• WORK TO BE COMPLETED: Replace every "Reviewer note" with "Annotator note" in the material below, keeping all other text unchanged. Leave the pictures out of your answer.

Location identification entries
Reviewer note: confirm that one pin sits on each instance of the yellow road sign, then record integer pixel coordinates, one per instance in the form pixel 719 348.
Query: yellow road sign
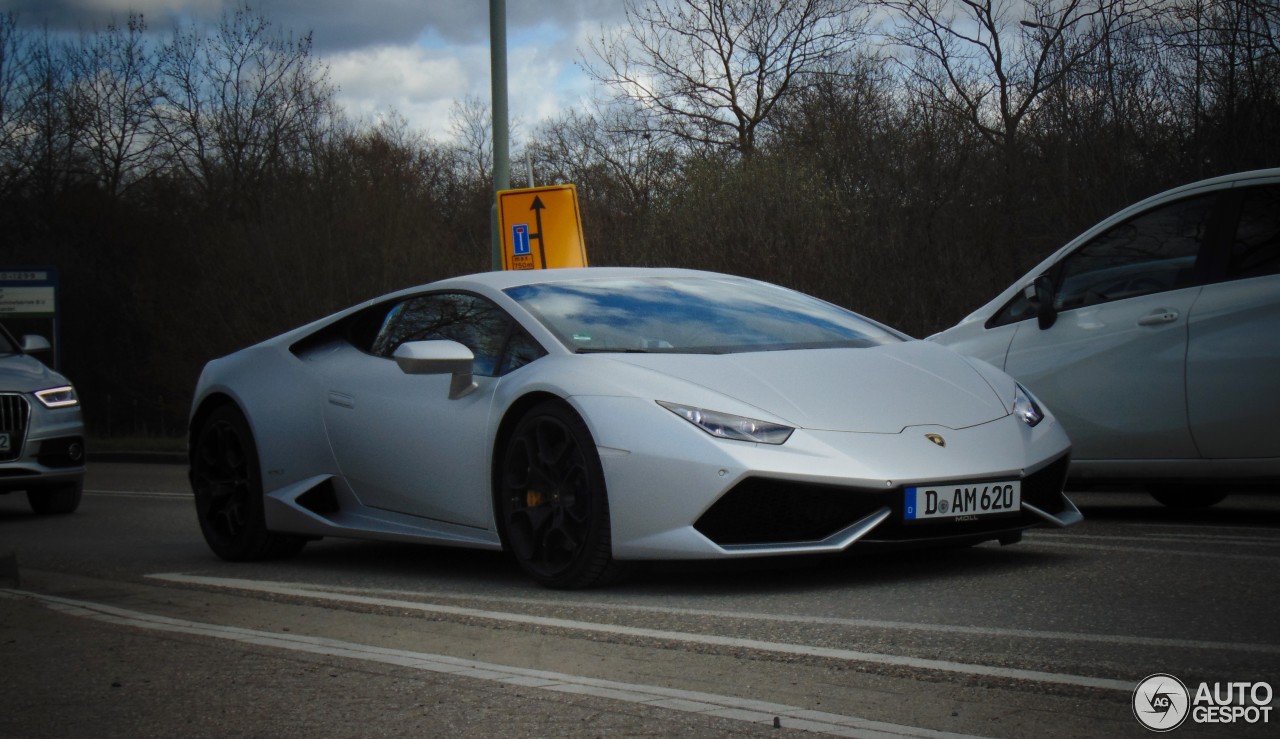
pixel 540 228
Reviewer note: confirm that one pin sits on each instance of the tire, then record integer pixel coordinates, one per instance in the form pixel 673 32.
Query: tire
pixel 55 500
pixel 552 501
pixel 227 483
pixel 1188 498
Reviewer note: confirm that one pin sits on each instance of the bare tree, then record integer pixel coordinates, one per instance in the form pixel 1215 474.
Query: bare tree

• ANSWER TO THE EXERCISE:
Annotator note: confirm that one pin sits on each instance of the yellow road sign, then record integer pixel coordinates, one per instance in the form pixel 719 348.
Query: yellow road sign
pixel 540 228
Annotator note: confirm that one pin sits on each instance of the tire, then record integer pixel coordinates, one per instance in the form pixel 673 32.
Query: tire
pixel 55 500
pixel 552 501
pixel 227 483
pixel 1188 498
Annotator note: confirm that one pin sits on each instance of the bare tree, then record integer pixel coordinates, one per instance in the form pixel 1215 474.
Query: bare tree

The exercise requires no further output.